Below are records to repeat exactly; do not include any pictures.

┏━━

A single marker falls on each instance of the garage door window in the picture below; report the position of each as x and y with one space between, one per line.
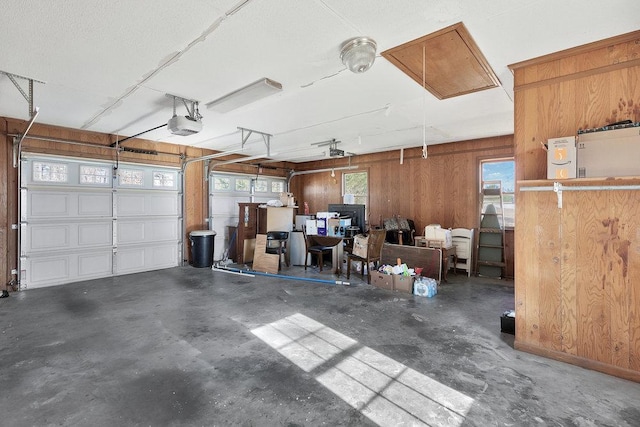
221 184
277 187
131 177
50 172
261 186
243 184
164 179
94 175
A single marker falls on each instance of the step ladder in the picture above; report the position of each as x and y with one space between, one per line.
490 259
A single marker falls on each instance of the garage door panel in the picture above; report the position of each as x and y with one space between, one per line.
43 270
147 204
131 232
147 231
164 255
45 237
95 265
95 204
50 269
57 236
45 205
163 204
68 204
165 229
95 234
130 260
130 204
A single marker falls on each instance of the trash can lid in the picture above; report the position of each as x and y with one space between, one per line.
202 233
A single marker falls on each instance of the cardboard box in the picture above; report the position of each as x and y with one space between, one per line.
434 232
312 227
561 158
337 226
322 226
360 243
381 280
403 283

┗━━

THE COMPLETED TASK >>
A single marker falls on each instance of the garage door window in the picture below; report the position of each as x and y with one space between, one per line.
221 184
277 187
131 177
50 172
261 186
243 184
164 179
94 175
A single marker falls on each instance of the step ladder in the picture above; report the position of each as x and y with one space between, one per line.
490 259
A single marker falls on each instance of the garage door panel in the picture above; report the position of each as x and y with one space between, one per line.
43 270
147 204
131 232
147 231
164 255
45 237
95 265
95 204
50 269
57 236
45 205
163 204
68 204
165 229
95 234
130 260
130 204
A single marker falls on each instance of the trash can lid in the picture above; report the position of each as x and y with one space between, one per line.
202 233
A single marker falls on each instance of the cardboard box in the picture above; report the position of each as x and y with one space between, one per line.
434 232
312 227
561 158
337 226
322 226
360 243
381 280
403 283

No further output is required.